TASK ITEM
Please retype the data that follows, starting at the line containing "Exercise. Spot the aircraft wheel" and stopping after the last line.

╭─ MATERIAL TO PROCESS

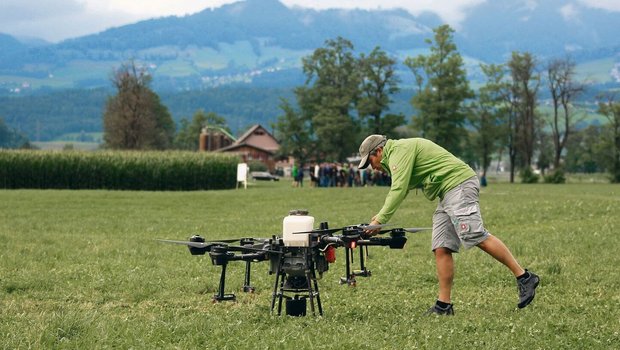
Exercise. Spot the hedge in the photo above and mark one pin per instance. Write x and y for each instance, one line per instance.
(116, 170)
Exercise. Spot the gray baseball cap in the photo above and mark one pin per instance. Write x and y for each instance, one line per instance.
(367, 146)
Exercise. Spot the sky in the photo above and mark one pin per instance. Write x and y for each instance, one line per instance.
(56, 20)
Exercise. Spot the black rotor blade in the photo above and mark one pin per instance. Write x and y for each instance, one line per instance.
(373, 227)
(320, 231)
(251, 249)
(188, 243)
(417, 229)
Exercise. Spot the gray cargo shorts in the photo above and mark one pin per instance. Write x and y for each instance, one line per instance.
(457, 218)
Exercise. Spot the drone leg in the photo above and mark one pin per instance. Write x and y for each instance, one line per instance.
(350, 278)
(316, 290)
(278, 293)
(363, 271)
(310, 290)
(220, 296)
(281, 294)
(246, 285)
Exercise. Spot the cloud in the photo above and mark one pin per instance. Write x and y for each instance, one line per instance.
(569, 13)
(55, 20)
(452, 11)
(609, 5)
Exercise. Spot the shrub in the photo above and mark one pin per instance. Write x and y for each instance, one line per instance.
(556, 177)
(117, 170)
(528, 176)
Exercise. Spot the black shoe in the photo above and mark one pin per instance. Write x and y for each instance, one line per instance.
(438, 310)
(527, 289)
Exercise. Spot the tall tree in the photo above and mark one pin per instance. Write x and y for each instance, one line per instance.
(135, 118)
(294, 133)
(378, 82)
(525, 85)
(564, 89)
(329, 95)
(443, 89)
(188, 136)
(10, 138)
(488, 115)
(611, 110)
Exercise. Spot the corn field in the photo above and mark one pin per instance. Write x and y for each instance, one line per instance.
(114, 170)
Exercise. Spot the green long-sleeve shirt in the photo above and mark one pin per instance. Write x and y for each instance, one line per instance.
(418, 162)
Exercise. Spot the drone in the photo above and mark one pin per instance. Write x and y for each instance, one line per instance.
(297, 257)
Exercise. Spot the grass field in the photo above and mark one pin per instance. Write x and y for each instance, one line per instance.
(82, 270)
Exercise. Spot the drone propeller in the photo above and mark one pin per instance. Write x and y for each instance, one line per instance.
(372, 227)
(410, 230)
(417, 229)
(252, 249)
(191, 244)
(333, 230)
(325, 231)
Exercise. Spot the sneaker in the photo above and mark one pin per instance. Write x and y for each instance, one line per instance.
(527, 289)
(438, 310)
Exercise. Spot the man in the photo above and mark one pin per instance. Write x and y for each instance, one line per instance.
(420, 163)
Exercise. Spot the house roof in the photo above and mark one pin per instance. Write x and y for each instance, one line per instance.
(259, 137)
(236, 146)
(220, 129)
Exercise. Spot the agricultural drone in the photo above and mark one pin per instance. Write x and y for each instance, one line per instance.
(297, 257)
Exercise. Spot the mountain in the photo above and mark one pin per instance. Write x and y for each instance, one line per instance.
(257, 41)
(547, 28)
(257, 45)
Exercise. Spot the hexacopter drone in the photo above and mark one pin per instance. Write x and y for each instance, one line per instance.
(296, 257)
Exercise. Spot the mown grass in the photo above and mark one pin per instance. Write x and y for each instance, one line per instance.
(81, 270)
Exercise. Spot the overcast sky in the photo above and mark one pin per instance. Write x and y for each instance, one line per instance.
(55, 20)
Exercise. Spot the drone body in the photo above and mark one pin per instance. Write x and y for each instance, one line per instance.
(295, 258)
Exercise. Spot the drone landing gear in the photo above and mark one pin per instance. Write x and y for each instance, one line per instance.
(222, 258)
(304, 287)
(363, 272)
(221, 296)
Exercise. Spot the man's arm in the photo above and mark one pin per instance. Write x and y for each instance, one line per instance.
(401, 163)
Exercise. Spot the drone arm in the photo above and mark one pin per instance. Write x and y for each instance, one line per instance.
(392, 242)
(260, 256)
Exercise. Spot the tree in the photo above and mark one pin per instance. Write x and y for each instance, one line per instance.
(611, 110)
(583, 151)
(329, 95)
(294, 134)
(188, 136)
(488, 116)
(378, 82)
(524, 91)
(135, 118)
(443, 87)
(564, 90)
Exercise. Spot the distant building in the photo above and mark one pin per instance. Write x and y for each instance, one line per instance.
(256, 144)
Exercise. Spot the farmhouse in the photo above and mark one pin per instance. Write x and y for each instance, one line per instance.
(255, 144)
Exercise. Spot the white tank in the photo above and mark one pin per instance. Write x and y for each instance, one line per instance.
(297, 221)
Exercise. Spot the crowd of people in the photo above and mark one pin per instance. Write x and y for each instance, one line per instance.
(338, 175)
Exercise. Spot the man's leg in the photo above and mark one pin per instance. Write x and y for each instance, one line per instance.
(498, 250)
(445, 273)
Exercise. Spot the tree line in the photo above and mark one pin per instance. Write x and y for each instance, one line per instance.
(347, 96)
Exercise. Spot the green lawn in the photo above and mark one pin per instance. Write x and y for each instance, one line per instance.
(82, 270)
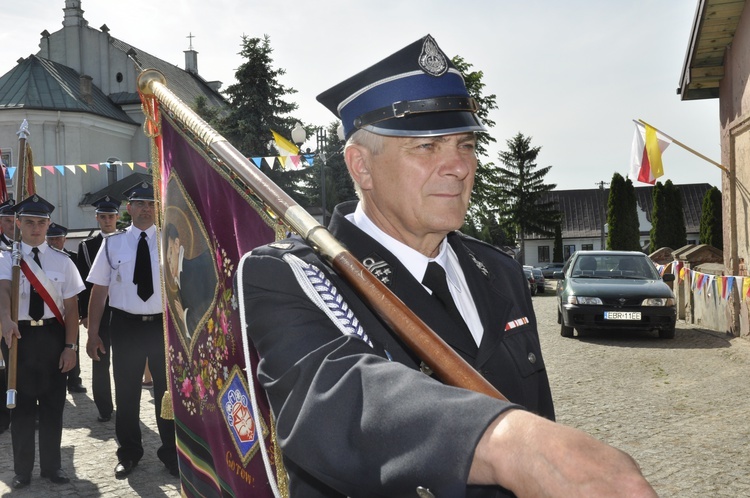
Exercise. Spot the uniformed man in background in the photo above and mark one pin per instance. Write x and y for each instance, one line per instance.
(127, 270)
(107, 214)
(46, 330)
(56, 237)
(7, 222)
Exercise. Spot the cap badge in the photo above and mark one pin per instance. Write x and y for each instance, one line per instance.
(432, 60)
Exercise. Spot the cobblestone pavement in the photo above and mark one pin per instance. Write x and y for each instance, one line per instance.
(680, 407)
(88, 453)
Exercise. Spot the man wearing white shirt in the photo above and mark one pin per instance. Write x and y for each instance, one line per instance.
(47, 331)
(126, 269)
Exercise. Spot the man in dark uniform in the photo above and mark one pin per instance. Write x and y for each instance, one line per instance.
(355, 414)
(107, 214)
(47, 328)
(56, 236)
(7, 223)
(7, 229)
(126, 269)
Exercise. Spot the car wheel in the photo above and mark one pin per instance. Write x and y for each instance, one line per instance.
(666, 333)
(564, 331)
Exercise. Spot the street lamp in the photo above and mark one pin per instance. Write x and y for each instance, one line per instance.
(299, 137)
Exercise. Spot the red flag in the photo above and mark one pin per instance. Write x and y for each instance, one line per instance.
(225, 440)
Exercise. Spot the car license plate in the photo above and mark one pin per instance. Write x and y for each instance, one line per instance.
(622, 315)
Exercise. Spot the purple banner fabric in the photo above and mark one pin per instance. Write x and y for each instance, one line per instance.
(208, 223)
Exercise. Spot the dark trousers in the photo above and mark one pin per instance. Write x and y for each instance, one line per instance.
(100, 381)
(74, 375)
(134, 342)
(41, 389)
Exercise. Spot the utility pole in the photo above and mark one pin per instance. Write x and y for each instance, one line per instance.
(602, 211)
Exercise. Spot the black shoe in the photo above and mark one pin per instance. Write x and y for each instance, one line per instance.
(124, 467)
(57, 476)
(76, 388)
(20, 481)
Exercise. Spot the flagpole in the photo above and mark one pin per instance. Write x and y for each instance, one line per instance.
(718, 165)
(21, 184)
(426, 344)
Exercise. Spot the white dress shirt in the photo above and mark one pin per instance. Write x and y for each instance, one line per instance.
(416, 263)
(114, 265)
(58, 267)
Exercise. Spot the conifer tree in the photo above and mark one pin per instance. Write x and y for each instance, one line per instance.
(622, 216)
(712, 227)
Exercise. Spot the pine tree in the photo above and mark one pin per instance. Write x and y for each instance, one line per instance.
(257, 106)
(712, 227)
(486, 178)
(622, 216)
(521, 188)
(658, 219)
(677, 232)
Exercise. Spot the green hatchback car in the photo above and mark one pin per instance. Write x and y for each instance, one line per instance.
(614, 290)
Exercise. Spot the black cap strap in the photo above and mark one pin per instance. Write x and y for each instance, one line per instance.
(404, 108)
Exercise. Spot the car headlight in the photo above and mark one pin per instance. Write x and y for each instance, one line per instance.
(658, 301)
(584, 300)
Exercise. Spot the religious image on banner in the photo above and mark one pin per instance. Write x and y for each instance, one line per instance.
(225, 441)
(190, 273)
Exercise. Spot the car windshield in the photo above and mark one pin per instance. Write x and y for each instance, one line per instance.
(614, 266)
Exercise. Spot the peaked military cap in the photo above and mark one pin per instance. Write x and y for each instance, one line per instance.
(56, 230)
(6, 208)
(106, 204)
(34, 206)
(415, 92)
(142, 192)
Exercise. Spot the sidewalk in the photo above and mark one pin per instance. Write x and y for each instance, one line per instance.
(88, 453)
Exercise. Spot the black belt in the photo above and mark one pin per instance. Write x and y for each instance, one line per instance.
(37, 323)
(140, 318)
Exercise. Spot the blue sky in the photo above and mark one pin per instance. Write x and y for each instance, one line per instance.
(572, 75)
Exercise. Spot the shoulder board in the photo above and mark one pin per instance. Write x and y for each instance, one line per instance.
(468, 240)
(119, 232)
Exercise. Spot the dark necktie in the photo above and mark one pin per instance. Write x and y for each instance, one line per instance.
(435, 279)
(36, 303)
(142, 274)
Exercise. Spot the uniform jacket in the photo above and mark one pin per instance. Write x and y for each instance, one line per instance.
(364, 420)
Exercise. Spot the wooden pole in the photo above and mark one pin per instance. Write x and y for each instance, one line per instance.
(426, 344)
(693, 151)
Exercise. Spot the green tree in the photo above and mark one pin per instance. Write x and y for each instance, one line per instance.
(677, 232)
(622, 216)
(521, 189)
(658, 235)
(257, 106)
(557, 249)
(712, 227)
(486, 179)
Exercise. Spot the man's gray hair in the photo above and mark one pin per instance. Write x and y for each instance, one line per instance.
(370, 141)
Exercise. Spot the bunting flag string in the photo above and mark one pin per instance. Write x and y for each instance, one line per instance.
(73, 168)
(707, 284)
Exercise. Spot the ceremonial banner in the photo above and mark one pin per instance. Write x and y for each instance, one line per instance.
(209, 219)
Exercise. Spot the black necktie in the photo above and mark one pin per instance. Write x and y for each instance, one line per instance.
(435, 279)
(36, 303)
(142, 274)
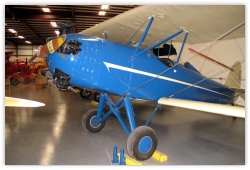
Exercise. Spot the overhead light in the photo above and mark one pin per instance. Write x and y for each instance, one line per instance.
(53, 24)
(57, 32)
(105, 7)
(12, 30)
(46, 9)
(102, 12)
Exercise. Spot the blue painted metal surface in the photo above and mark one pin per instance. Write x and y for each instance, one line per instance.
(144, 35)
(113, 68)
(122, 157)
(99, 67)
(152, 115)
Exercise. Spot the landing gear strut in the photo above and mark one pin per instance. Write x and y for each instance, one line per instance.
(142, 141)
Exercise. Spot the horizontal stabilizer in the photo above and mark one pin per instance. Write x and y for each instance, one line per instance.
(238, 90)
(228, 110)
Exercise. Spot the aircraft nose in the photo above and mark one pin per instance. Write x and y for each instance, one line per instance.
(50, 47)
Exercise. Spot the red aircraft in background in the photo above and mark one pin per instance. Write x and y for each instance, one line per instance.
(14, 71)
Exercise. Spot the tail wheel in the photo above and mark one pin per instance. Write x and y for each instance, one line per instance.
(90, 122)
(85, 93)
(142, 143)
(97, 96)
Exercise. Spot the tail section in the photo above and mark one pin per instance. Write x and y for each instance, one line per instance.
(233, 81)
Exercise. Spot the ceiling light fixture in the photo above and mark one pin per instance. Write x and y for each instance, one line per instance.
(12, 30)
(53, 24)
(105, 7)
(102, 12)
(57, 32)
(46, 9)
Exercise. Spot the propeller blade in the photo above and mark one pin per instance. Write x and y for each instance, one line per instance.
(17, 102)
(50, 47)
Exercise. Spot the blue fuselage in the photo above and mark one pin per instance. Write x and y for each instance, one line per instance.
(110, 67)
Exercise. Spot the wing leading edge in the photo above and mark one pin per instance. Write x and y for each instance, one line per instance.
(228, 110)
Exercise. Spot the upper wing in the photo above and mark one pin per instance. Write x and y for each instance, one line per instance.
(17, 102)
(204, 23)
(228, 110)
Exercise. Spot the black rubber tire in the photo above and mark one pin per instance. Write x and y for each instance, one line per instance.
(85, 93)
(168, 62)
(135, 140)
(87, 121)
(97, 96)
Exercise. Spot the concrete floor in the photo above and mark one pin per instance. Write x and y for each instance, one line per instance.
(53, 134)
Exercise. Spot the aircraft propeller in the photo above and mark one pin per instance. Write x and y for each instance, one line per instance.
(49, 48)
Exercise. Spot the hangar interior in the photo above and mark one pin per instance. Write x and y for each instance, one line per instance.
(54, 135)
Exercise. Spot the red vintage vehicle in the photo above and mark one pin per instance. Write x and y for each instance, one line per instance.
(14, 71)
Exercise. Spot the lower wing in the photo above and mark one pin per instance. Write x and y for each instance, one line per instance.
(228, 110)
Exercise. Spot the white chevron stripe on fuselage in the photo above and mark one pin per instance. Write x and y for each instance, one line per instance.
(109, 65)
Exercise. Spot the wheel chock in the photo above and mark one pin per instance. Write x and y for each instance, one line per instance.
(159, 156)
(122, 158)
(129, 160)
(115, 156)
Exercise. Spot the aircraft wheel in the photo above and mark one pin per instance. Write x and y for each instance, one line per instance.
(97, 97)
(89, 121)
(142, 143)
(85, 93)
(14, 81)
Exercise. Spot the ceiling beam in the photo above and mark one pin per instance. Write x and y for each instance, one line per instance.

╰─

REPLY TO THE EXERCISE
Exercise. Spot the aircraft wheel in the photo above and mark one pin per instance. Write x and y for each instance, one line per instance.
(97, 97)
(89, 121)
(142, 143)
(85, 93)
(14, 81)
Exercise. Spot the ceiling beam in the photo above and mark one pin per instance. Write x and y for each instance, one line per instance.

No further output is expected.